[DATA FOR REVIEW]

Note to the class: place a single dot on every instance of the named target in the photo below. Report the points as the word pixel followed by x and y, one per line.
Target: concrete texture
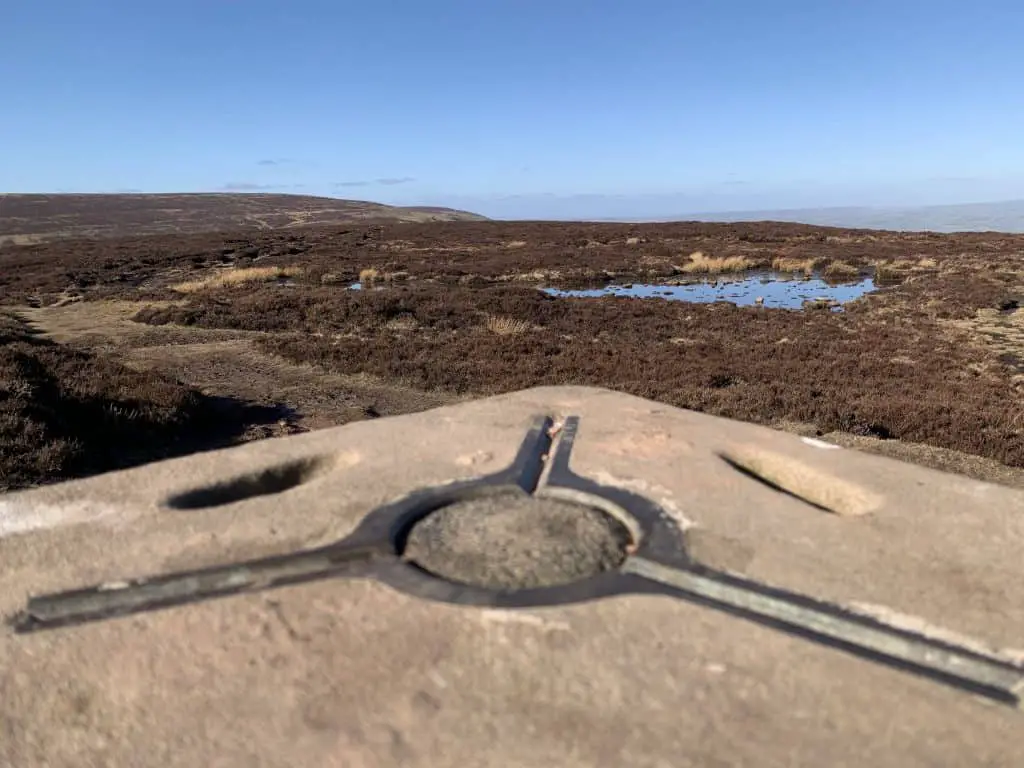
pixel 350 673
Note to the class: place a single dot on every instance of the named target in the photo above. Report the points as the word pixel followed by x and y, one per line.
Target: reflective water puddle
pixel 771 290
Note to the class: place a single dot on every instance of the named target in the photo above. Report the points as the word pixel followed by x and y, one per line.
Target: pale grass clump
pixel 507 326
pixel 790 264
pixel 699 263
pixel 232 278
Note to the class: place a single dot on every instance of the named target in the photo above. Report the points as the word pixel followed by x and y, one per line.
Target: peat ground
pixel 450 310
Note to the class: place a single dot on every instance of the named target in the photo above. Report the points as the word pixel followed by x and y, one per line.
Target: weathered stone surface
pixel 351 673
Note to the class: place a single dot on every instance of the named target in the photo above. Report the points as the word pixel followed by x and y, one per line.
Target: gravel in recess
pixel 510 543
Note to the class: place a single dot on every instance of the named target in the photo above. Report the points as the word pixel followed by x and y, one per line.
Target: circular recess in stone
pixel 511 542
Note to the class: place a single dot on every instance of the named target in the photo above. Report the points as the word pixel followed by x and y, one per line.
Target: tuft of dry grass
pixel 232 278
pixel 701 264
pixel 840 269
pixel 507 326
pixel 786 264
pixel 368 276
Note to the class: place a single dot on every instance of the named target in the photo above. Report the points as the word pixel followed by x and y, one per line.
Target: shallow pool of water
pixel 775 290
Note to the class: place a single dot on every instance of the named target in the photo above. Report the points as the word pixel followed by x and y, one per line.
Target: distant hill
pixel 1007 216
pixel 35 218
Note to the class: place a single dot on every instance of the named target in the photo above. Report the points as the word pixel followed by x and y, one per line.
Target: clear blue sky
pixel 520 108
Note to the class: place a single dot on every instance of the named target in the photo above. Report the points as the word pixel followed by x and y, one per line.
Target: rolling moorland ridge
pixel 36 218
pixel 125 348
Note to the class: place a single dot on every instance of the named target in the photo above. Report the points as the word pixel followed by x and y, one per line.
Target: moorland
pixel 123 349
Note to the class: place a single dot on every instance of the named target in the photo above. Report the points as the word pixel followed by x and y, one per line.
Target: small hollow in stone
pixel 263 482
pixel 517 542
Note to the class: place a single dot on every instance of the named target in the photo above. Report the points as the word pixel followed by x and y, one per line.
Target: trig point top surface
pixel 559 577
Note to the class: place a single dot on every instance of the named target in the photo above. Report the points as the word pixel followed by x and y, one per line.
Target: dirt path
pixel 228 364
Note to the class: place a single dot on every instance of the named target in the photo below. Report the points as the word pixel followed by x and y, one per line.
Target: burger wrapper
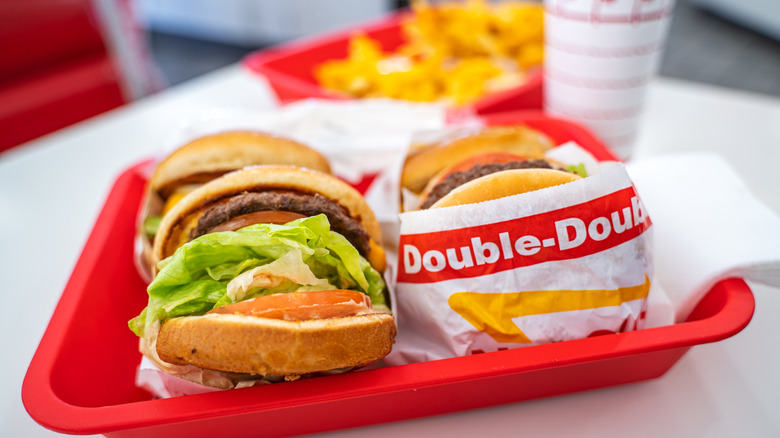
pixel 556 264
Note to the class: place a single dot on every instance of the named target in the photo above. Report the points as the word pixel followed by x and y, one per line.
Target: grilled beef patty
pixel 457 179
pixel 304 204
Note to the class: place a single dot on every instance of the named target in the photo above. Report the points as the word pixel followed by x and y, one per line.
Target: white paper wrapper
pixel 551 265
pixel 359 138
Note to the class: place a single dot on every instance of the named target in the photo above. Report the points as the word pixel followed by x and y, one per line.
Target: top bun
pixel 176 225
pixel 213 155
pixel 421 166
pixel 505 183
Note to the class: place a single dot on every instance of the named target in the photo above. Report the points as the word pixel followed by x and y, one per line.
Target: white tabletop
pixel 52 190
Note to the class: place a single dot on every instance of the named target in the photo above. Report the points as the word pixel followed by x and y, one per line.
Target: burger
pixel 206 158
pixel 487 164
pixel 269 272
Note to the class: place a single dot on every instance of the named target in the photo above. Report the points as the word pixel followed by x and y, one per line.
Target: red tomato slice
pixel 298 306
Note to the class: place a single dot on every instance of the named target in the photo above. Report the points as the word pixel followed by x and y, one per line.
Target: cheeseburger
pixel 268 272
pixel 209 157
pixel 478 166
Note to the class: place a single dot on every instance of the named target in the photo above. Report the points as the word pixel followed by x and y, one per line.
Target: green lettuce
pixel 301 255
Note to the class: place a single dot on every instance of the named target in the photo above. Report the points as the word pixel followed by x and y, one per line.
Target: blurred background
pixel 66 60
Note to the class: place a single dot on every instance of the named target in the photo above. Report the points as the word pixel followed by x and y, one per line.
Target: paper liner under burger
pixel 544 266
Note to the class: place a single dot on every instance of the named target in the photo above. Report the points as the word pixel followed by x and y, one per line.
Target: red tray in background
pixel 81 379
pixel 289 68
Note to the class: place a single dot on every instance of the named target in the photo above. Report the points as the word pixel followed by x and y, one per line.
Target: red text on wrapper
pixel 567 233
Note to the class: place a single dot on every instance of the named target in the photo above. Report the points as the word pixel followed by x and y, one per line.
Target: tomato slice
pixel 299 306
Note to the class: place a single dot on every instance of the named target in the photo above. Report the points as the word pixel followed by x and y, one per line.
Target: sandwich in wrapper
pixel 203 159
pixel 267 273
pixel 505 245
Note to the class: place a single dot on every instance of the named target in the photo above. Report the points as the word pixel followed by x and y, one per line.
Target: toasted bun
pixel 420 167
pixel 176 225
pixel 248 344
pixel 504 183
pixel 213 155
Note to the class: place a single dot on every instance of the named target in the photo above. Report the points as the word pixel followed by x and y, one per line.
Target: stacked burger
pixel 264 265
pixel 474 166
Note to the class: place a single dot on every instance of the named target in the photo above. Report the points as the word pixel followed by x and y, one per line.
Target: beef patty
pixel 304 204
pixel 457 179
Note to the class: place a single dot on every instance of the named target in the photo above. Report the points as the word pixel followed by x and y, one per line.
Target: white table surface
pixel 52 190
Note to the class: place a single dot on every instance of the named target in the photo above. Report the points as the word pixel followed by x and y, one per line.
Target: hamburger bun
pixel 177 226
pixel 253 345
pixel 504 183
pixel 210 156
pixel 204 159
pixel 423 165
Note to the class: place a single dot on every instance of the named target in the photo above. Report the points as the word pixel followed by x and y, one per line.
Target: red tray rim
pixel 52 412
pixel 261 62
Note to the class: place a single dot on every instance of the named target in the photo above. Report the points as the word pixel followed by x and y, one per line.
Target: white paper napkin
pixel 708 226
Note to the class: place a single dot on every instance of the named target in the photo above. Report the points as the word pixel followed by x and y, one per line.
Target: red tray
pixel 289 68
pixel 81 379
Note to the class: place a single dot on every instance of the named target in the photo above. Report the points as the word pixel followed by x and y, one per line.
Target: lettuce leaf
pixel 301 255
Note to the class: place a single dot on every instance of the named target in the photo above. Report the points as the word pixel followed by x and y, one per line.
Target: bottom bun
pixel 505 183
pixel 254 345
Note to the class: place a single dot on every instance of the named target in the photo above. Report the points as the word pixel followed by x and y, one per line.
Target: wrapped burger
pixel 506 241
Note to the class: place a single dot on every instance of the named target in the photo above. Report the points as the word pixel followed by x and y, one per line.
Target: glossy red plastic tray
pixel 81 379
pixel 289 68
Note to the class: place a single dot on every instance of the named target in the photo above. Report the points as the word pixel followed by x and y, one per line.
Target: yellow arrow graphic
pixel 492 313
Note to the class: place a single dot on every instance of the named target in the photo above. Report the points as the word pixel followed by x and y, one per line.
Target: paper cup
pixel 600 55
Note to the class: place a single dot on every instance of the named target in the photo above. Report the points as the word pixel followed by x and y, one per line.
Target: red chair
pixel 56 68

[/DATA FOR REVIEW]

• [TASK ITEM]
Would you transcribe all of the entries above exactly, minus the images?

• [EXERCISE RESPONSE]
Note to the class: place a single dot on every instance of the named target in the photo below. Report the points as the word pixel followed by x and y, one per line.
Target: concrete texture
pixel 350 673
Note to the class: place a single dot on every instance of the named target in the photo above. Report the points as the word pixel followed by x and y, one per line.
Target: reflective water puddle
pixel 771 290
Note to the class: place a single dot on every instance of the named target in the photo above. Report the points as the word pixel followed by x and y, one per line.
Target: pale grass clump
pixel 507 326
pixel 790 264
pixel 699 263
pixel 232 278
Note to the class: place a single dot on every instance of the named target in the photo above. Report the points as the word pixel followed by x and y, one per line.
Target: peat ground
pixel 450 310
Note to the class: place a single dot on every instance of the named target in the photo above. Report the points as the word pixel followed by x and y, one per line.
Target: weathered stone surface
pixel 351 673
Note to the class: place a single dot on every instance of the named target in the photo above. Report the points as the word pixel followed by x and y, one per line.
Target: gravel in recess
pixel 510 543
Note to the class: place a single dot on every instance of the named target in the photo above. Report the points as the word pixel followed by x and y, one per line.
Target: circular recess in stone
pixel 511 542
Note to the class: place a single dot on every instance of the named target in the photo above. Report the points as the word pixel followed by x and y, one per line.
Target: tuft of dry grass
pixel 232 278
pixel 701 264
pixel 840 269
pixel 507 326
pixel 786 264
pixel 368 276
Note to the class: place a single dot on every instance of the named target in the photo above. Report the points as the word pixel followed by x and y, one per line.
Target: shallow pool of water
pixel 775 290
Note to the class: place a single dot on every instance of the named target in the photo above. Report the points as the word pixel followed by x and y, one per line.
Target: distant hill
pixel 1007 216
pixel 35 218
Note to the class: place a single dot on every instance of the named target in the photo above. Report the points as the word pixel followed by x and y, one per line.
Target: clear blue sky
pixel 520 108
Note to the class: place a single dot on every instance of the named target in the photo above. Report the points as the word pixel followed by x and y, one per line.
Target: rolling moorland ridge
pixel 36 218
pixel 125 348
Note to the class: place a single dot on every instance of the named target in the photo above. Report the points as the word pixel followed by x and y, one per line.
Target: moorland
pixel 123 349
Note to the class: place a single dot on every instance of the named target in the photo above. Report the points as the word pixel followed by x and y, one per line.
Target: small hollow in stone
pixel 263 482
pixel 517 542
Note to the class: place a single dot on every instance of the named target in the photo above. Report the points as the word pixel followed by x and y, one per line.
Target: trig point top surface
pixel 559 577
Note to the class: place a single dot on every instance of the named target in the photo above. Report the points as the word pixel followed by x and y, one per line.
Target: dirt path
pixel 228 364
Note to the class: place a single dot on every instance of the named target in the photo below. Report the points as the word pixel followed by x and y, one per line.
Target: burger wrapper
pixel 556 264
Note to the class: place a single dot on every instance of the named target in the photo above. Report the points as the word pixel followed by x and y, one per line.
Target: grilled beef patty
pixel 457 179
pixel 304 204
Note to the class: place a single dot on every instance of the named target in the photo above. Report the points as the word pixel followed by x and y, one per line.
Target: white paper wrapper
pixel 551 265
pixel 359 138
Note to the class: place a single dot on every instance of the named target in the photo above. Report the points as the word pixel followed by x and y, one per line.
Target: top bun
pixel 176 225
pixel 213 155
pixel 421 166
pixel 505 183
Note to the class: place a single dot on every instance of the named target in the photo above. Report the points as the word pixel followed by x and y, one per line.
Target: white tabletop
pixel 52 190
Note to the class: place a single dot on every instance of the named target in the photo above. Report the points as the word pixel followed by x and y, one per line.
Target: burger
pixel 206 158
pixel 487 164
pixel 269 272
Note to the class: place a single dot on every instance of the named target in the photo above. Report the points as the word pixel followed by x and y, one per line.
Target: red tomato slice
pixel 298 306
Note to the class: place a single dot on every instance of the named target in the photo above. Report the points as the word pixel followed by x and y, one per line.
Target: cheeseburger
pixel 268 272
pixel 209 157
pixel 478 166
Note to the class: place a single dot on every instance of the named target in the photo above. Report the points as the word pixel followed by x and y, one per line.
Target: green lettuce
pixel 301 255
Note to the class: place a single dot on every instance of the named target in the photo above. Report the points as the word pixel followed by x and y, one per line.
Target: blurred background
pixel 66 60
Note to the class: place a single dot on every instance of the named target in the photo above. Report the points as the word pixel followed by x and y, one per line.
Target: paper liner under burger
pixel 544 266
Note to the class: place a single dot on every instance of the named target in the photo above. Report the points as the word pixel followed by x and y, one per line.
Target: red tray in background
pixel 81 379
pixel 289 68
Note to the class: place a single dot on every instance of the named target in the photo above. Report the points as the word pixel followed by x and y, one per line.
Target: red text on wrapper
pixel 567 233
Note to the class: place a single dot on every instance of the named target in the photo above. Report the points as the word pixel followed by x and y, one per line.
Target: tomato slice
pixel 299 306
Note to the class: place a single dot on every instance of the named target in the photo above. Report the points as the word pixel followed by x and y, one per line.
Target: sandwich in wrapper
pixel 203 159
pixel 267 273
pixel 505 245
Note to the class: place a single dot on every instance of the named target in the photo above. Report the points as the word pixel followed by x and y, one per line.
Target: toasted bun
pixel 420 167
pixel 176 225
pixel 248 344
pixel 504 183
pixel 213 155
Note to the class: place a single dot on every instance of the named target in the photo above. Report the points as the word pixel followed by x and y, one per line.
Target: stacked burger
pixel 264 265
pixel 474 166
Note to the class: place a single dot on every instance of the named target in the photo above. Report the points as the word pixel followed by x and y, one per line.
Target: beef patty
pixel 304 204
pixel 457 179
Note to the class: place a single dot on every instance of the named target in the photo above. Report the points as the word pixel followed by x and y, one per line.
Target: white table surface
pixel 52 190
Note to the class: place a single dot on every instance of the named target in the photo above. Report the points as the word pixel followed by x and y, one per line.
Target: hamburger bun
pixel 177 226
pixel 253 345
pixel 504 183
pixel 210 156
pixel 204 159
pixel 423 165
Note to the class: place a single dot on every instance of the named target in the photo above. Report the points as the word pixel followed by x and y, one per line.
Target: red tray rim
pixel 52 412
pixel 261 62
Note to the class: place a single dot on every instance of the named target in the photo above. Report the points as the word pixel followed by x and y, one per line.
Target: white paper napkin
pixel 708 226
Note to the class: place a single dot on every instance of the named target in the photo above. Report the points as the word pixel followed by x and y, one per line.
Target: red tray
pixel 289 68
pixel 81 379
Note to the class: place a single dot on every instance of the named target in the photo above. Report the points as the word pixel followed by x and y, one per line.
Target: lettuce leaf
pixel 301 255
Note to the class: place a single dot on every instance of the named target in the photo above. Report the points as the word pixel followed by x and y, one per line.
Target: bottom bun
pixel 505 183
pixel 254 345
Note to the class: place a single dot on every instance of the named target in the photo above. Report the points as the word pixel followed by x and y, one per line.
Target: wrapped burger
pixel 506 241
Note to the class: place a single dot on every instance of the named target in the photo above. Report the points as the word pixel followed by x and y, one per line.
Target: glossy red plastic tray
pixel 81 379
pixel 289 68
Note to the class: place a single dot on every instance of the named target in the photo above. Report the points as the word pixel followed by x and y, one per line.
Target: yellow arrow graphic
pixel 492 313
Note to the class: place a single dot on every instance of the named target in the photo above. Report the points as the word pixel followed by x and y, one per line.
Target: paper cup
pixel 600 55
Note to the class: place a single dot on every instance of the named target in the photo above. Report the points as the word pixel followed by x and y, one per line.
Target: red chair
pixel 56 68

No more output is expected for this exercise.